Below are the records. Restate word for word every line from the one that contains "of the white" through the final line, both included.

*** Opening MATERIAL FOR THIS EXERCISE ***

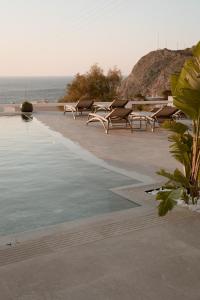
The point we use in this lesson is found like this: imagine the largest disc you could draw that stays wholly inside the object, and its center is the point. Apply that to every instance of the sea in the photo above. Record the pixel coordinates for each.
(18, 89)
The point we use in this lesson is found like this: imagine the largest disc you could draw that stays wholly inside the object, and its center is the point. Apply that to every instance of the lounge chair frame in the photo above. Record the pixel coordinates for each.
(79, 107)
(163, 114)
(116, 117)
(114, 104)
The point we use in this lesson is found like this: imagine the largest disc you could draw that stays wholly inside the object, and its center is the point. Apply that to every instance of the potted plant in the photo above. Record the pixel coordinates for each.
(183, 186)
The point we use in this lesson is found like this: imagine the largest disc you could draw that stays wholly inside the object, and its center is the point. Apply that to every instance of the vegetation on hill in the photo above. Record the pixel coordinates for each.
(151, 75)
(94, 85)
(184, 185)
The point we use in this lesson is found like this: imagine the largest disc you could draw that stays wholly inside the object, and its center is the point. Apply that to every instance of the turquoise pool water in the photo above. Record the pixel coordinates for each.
(46, 179)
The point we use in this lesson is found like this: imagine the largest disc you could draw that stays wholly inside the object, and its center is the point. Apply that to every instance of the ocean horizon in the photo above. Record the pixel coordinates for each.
(17, 89)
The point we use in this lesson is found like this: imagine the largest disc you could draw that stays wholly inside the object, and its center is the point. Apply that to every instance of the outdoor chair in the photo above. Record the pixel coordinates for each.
(114, 104)
(117, 116)
(161, 115)
(158, 116)
(80, 107)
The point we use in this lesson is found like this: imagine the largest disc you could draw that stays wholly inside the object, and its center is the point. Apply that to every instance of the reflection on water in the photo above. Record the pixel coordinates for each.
(44, 182)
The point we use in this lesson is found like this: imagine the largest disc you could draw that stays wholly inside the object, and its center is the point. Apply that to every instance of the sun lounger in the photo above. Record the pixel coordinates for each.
(114, 104)
(79, 107)
(117, 116)
(163, 114)
(157, 117)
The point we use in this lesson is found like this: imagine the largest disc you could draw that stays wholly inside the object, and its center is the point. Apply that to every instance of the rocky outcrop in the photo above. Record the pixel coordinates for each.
(151, 75)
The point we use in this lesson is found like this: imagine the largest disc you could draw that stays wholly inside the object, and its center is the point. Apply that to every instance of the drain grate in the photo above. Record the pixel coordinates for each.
(54, 242)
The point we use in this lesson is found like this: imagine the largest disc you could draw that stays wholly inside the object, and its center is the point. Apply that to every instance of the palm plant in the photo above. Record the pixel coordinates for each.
(185, 145)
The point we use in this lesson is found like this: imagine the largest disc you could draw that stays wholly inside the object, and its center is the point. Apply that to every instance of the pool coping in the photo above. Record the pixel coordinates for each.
(134, 192)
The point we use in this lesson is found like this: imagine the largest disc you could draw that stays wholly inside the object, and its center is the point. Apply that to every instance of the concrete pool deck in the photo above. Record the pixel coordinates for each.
(132, 254)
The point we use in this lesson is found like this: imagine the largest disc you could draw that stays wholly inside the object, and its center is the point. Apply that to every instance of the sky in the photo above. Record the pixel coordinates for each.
(63, 37)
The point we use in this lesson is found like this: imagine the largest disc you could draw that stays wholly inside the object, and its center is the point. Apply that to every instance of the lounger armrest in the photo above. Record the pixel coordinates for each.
(93, 115)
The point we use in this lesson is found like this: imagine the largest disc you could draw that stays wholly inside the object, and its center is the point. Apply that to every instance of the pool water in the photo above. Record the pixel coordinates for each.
(44, 180)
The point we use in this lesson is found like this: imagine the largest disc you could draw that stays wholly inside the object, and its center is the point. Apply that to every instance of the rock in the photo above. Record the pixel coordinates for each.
(151, 75)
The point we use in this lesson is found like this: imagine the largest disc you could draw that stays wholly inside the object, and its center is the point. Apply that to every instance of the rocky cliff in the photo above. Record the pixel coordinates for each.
(151, 75)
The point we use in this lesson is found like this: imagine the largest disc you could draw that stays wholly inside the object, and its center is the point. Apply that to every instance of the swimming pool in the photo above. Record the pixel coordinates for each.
(46, 179)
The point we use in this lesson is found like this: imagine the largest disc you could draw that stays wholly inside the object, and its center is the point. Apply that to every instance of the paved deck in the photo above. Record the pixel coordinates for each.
(132, 254)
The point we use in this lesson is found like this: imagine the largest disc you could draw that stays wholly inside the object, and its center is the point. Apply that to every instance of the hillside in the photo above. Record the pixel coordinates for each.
(151, 75)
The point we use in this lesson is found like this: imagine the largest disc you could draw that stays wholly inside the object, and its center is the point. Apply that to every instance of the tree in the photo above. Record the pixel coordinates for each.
(185, 144)
(94, 84)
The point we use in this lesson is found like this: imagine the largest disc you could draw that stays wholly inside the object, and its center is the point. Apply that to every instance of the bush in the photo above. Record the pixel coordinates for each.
(27, 107)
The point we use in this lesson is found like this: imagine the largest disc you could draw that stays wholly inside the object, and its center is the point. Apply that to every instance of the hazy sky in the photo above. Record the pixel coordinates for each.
(63, 37)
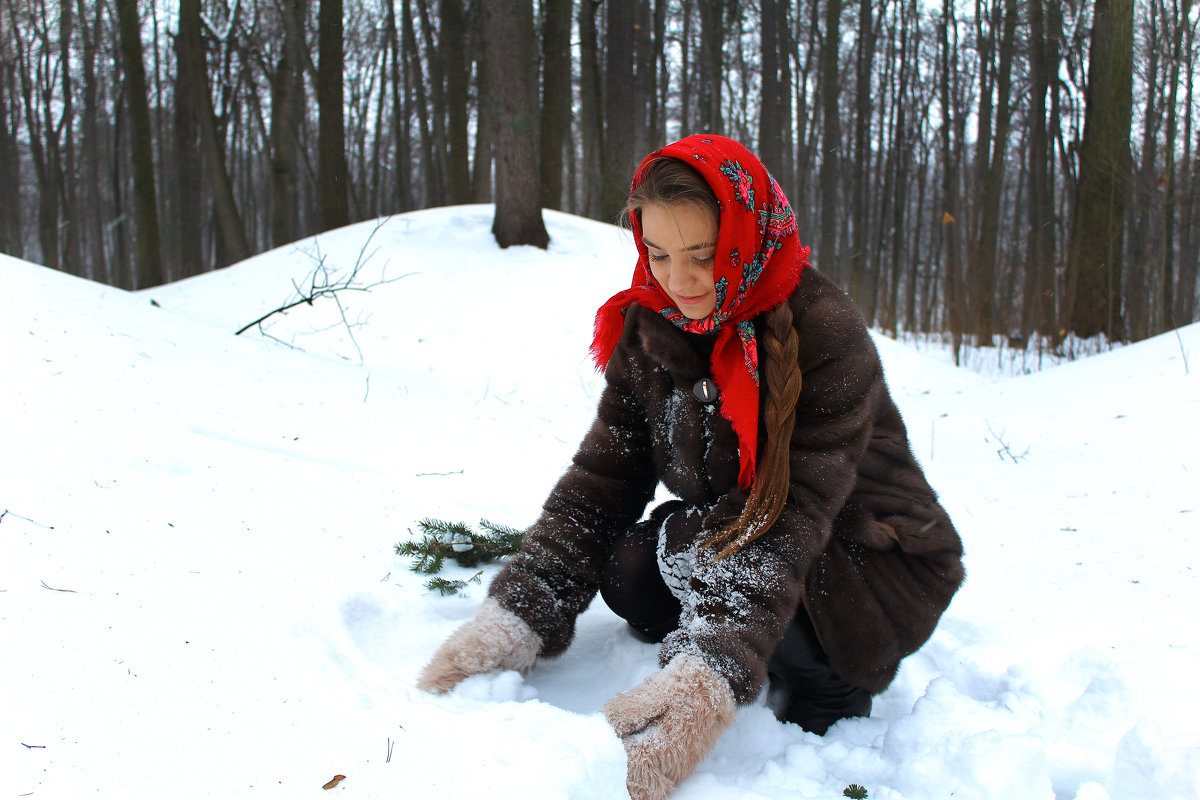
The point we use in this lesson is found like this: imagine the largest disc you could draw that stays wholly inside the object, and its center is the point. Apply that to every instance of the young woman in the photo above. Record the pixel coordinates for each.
(805, 551)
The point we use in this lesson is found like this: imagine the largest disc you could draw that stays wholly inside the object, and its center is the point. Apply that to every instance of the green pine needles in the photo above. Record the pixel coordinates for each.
(442, 540)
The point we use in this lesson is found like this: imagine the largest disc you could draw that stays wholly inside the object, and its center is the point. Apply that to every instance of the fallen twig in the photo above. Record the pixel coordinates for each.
(1005, 450)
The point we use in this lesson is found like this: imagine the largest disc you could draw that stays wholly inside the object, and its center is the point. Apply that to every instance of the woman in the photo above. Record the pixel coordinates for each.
(805, 546)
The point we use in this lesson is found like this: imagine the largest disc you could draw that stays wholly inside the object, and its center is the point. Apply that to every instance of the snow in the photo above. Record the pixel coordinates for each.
(198, 593)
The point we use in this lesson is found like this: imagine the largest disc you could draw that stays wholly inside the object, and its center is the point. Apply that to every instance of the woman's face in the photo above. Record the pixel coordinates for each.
(681, 241)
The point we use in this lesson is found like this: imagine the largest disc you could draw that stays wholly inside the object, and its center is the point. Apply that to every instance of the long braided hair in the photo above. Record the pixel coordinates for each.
(669, 182)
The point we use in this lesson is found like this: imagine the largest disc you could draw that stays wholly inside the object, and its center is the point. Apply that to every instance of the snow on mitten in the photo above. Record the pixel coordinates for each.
(495, 638)
(669, 723)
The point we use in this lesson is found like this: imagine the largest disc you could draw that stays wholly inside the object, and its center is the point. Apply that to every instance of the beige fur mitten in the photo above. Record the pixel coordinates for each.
(495, 638)
(669, 723)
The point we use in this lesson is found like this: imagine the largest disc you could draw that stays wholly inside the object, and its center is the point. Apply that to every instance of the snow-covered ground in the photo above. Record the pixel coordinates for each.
(198, 593)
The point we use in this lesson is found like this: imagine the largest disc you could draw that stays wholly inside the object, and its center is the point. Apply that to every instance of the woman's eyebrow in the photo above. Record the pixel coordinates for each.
(705, 246)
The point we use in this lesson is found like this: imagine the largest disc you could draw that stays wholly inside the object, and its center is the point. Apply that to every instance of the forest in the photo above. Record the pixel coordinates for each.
(995, 170)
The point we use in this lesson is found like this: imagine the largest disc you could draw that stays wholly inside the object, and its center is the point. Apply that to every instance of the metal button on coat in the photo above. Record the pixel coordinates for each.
(705, 391)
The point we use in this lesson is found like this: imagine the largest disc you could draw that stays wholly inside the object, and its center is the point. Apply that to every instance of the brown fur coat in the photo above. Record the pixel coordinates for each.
(862, 547)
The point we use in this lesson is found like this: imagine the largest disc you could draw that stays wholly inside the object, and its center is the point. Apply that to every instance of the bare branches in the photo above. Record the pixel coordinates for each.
(323, 282)
(1005, 449)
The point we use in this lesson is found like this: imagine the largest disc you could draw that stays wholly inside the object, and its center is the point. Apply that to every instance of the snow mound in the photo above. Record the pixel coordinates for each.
(198, 589)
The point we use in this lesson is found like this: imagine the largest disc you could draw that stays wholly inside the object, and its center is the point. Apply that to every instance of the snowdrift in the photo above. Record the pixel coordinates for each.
(198, 594)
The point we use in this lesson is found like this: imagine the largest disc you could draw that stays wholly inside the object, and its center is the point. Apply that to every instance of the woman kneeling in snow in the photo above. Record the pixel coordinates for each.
(816, 559)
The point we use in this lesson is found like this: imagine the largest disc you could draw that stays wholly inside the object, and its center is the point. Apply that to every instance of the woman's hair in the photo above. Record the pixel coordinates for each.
(671, 181)
(773, 473)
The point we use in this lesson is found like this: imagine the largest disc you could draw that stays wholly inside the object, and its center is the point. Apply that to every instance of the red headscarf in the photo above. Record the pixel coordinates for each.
(757, 265)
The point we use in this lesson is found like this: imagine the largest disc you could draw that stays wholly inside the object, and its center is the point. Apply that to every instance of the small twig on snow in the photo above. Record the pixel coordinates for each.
(1005, 449)
(319, 284)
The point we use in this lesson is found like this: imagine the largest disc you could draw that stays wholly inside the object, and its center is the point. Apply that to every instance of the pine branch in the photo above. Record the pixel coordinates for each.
(441, 540)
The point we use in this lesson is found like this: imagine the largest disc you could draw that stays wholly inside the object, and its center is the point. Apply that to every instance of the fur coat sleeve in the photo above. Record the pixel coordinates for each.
(605, 491)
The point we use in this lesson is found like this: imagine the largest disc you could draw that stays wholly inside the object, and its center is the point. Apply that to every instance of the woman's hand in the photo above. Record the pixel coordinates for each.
(495, 638)
(669, 723)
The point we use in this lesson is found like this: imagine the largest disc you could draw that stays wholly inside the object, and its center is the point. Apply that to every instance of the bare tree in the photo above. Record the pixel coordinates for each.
(333, 175)
(508, 42)
(149, 271)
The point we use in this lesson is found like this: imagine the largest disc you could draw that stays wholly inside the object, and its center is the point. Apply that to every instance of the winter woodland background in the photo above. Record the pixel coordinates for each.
(984, 168)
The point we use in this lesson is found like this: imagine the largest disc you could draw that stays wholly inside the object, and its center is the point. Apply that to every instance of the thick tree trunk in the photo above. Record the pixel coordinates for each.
(508, 42)
(148, 264)
(1097, 239)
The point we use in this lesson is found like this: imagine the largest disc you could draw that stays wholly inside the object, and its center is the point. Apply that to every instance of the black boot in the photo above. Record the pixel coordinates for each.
(804, 689)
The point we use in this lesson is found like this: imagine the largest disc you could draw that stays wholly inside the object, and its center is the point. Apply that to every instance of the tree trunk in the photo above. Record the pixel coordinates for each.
(556, 97)
(148, 263)
(862, 290)
(430, 174)
(481, 169)
(69, 181)
(10, 169)
(951, 214)
(187, 224)
(436, 98)
(712, 73)
(1097, 239)
(621, 114)
(333, 173)
(511, 80)
(287, 115)
(771, 125)
(1038, 304)
(235, 246)
(591, 106)
(454, 54)
(1173, 305)
(831, 143)
(983, 268)
(401, 126)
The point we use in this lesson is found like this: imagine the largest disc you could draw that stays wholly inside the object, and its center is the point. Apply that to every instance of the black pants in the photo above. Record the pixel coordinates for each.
(803, 687)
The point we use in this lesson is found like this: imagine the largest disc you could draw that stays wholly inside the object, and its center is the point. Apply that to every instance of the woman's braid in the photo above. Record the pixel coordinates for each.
(773, 467)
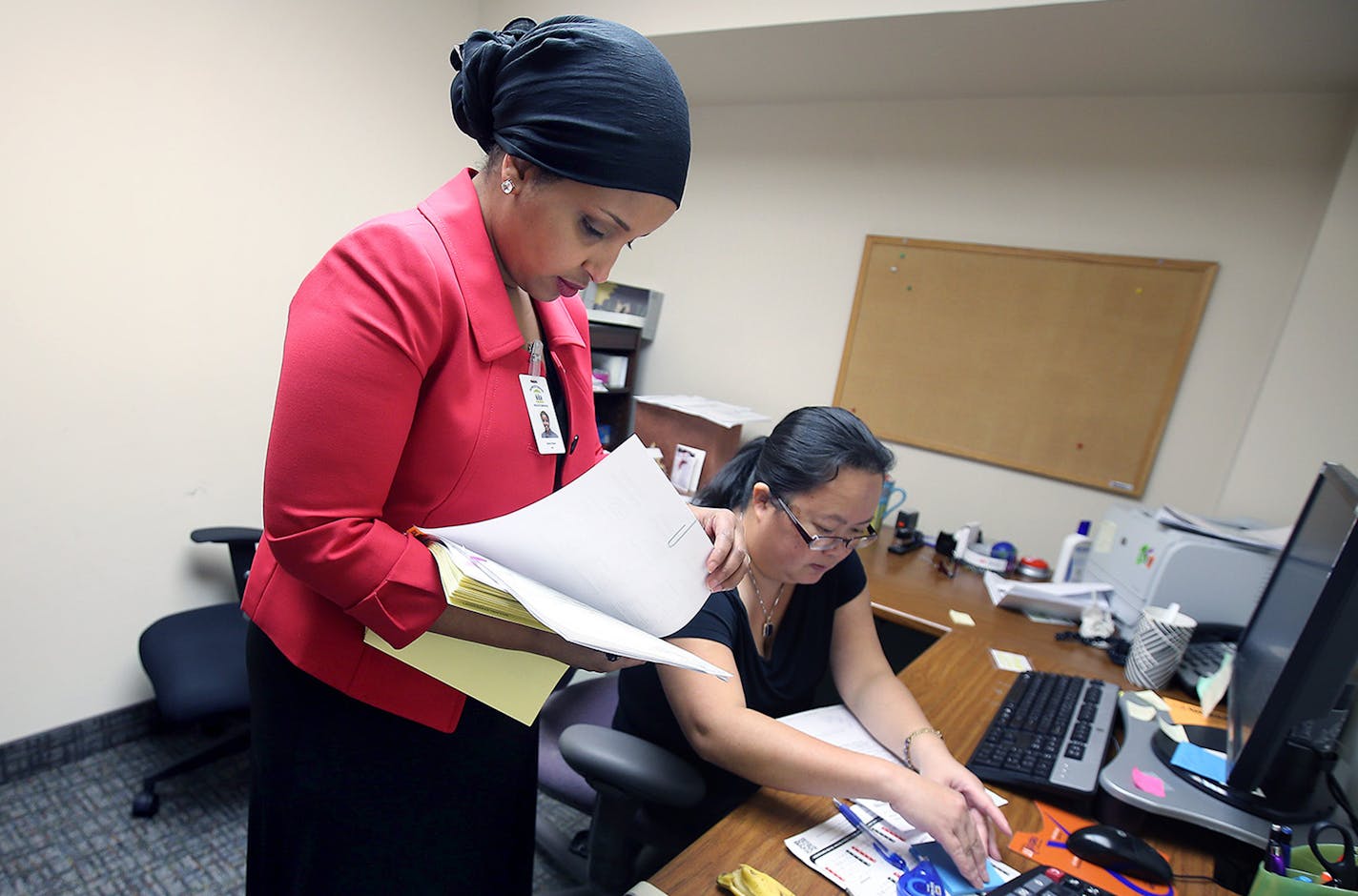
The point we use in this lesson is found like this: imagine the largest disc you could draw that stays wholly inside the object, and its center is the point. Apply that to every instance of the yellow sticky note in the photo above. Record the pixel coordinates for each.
(1155, 700)
(1011, 662)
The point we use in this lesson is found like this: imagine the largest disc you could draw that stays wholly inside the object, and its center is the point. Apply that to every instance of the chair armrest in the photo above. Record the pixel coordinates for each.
(240, 540)
(630, 764)
(227, 534)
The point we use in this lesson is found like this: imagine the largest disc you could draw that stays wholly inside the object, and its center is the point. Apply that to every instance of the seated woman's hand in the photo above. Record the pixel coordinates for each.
(727, 563)
(947, 816)
(966, 815)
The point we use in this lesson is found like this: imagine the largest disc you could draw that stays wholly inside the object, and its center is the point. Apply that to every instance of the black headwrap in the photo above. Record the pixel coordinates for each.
(588, 99)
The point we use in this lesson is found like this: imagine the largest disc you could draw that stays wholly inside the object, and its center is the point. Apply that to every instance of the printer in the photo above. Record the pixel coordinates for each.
(1147, 563)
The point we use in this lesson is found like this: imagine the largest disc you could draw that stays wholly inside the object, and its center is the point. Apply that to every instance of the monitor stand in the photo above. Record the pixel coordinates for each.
(1201, 803)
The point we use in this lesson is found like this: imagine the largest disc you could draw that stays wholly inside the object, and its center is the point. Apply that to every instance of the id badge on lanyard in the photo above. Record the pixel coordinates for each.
(537, 400)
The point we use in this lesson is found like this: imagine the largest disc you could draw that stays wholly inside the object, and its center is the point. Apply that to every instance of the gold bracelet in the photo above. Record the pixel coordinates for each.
(913, 735)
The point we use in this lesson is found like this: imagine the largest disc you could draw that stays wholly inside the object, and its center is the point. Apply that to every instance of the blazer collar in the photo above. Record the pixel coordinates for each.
(455, 214)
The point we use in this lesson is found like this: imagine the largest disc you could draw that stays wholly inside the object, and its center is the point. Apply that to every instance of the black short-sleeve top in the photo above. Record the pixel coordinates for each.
(781, 684)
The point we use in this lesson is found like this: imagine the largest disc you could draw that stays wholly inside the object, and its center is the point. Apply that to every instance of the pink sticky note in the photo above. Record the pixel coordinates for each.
(1147, 783)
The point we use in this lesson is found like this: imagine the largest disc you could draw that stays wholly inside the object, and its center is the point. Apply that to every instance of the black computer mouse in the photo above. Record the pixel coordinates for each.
(1115, 850)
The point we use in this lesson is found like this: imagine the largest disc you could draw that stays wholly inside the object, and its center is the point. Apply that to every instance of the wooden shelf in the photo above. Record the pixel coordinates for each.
(614, 409)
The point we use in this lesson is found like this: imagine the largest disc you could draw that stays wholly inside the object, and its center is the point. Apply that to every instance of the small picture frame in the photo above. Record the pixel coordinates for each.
(686, 469)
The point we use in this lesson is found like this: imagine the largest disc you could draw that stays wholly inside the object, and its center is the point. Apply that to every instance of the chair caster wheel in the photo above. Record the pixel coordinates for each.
(146, 804)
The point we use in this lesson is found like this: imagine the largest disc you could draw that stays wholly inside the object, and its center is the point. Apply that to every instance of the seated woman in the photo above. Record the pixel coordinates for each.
(806, 496)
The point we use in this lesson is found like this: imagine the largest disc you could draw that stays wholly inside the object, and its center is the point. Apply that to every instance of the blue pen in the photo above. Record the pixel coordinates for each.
(872, 838)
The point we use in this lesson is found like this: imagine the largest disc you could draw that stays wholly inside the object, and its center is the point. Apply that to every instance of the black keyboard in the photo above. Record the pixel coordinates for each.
(1049, 736)
(1049, 882)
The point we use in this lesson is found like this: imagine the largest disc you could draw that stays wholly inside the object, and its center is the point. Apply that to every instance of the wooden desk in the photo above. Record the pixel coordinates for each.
(957, 684)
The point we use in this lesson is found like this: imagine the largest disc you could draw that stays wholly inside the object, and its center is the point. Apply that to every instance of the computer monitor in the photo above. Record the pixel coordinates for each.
(1296, 659)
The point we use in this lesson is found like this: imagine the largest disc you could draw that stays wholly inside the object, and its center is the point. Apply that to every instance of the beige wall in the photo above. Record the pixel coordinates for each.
(170, 178)
(762, 262)
(170, 174)
(1307, 410)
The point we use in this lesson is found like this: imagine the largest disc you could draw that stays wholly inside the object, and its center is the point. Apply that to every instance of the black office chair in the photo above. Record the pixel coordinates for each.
(607, 774)
(195, 662)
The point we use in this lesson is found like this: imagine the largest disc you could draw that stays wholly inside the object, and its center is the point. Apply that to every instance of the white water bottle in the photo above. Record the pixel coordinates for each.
(1075, 554)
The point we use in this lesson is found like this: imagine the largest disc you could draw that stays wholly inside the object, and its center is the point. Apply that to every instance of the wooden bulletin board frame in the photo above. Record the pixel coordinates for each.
(1062, 364)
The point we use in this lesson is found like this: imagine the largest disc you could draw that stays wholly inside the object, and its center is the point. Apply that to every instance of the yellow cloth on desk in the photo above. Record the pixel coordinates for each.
(750, 882)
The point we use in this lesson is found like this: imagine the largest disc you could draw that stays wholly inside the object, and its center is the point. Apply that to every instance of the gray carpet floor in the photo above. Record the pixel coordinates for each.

*** Closing MATERIAL FOR THIS EXERCISE ***

### SOLUTION TO THE PROBLEM
The point we use in this lesson is found like this: imagine the largest disc you could draw that stays wholly inside the object, and its center is the point. Apply that to every instance of the white water bottle in the photo above. Record the pixel coordinates for each.
(1075, 554)
The point we use in this lesson is found like this: imagine the largest disc you could draw that stays wholly inside the object, and its center is the point. Apply that to every instance of the wooden bulletin board frame in the photo above. Record the pixel coordinates for each.
(1062, 364)
The point we use in this lesson is found like this: imagine the largest disc you could draw that stays wholly inside the object, and its center is the point. Apply that to every instance of the yellow cloth on desk in the photo above. Record the pixel coordinates for each.
(750, 882)
The point we use in this lesson is found like this: imagine the largest disc you could draw that stays wholly inside the object, and its center is the point. Apply that to every instance of the gray carpet floor in the photo above. Record the pixel coordinates for each.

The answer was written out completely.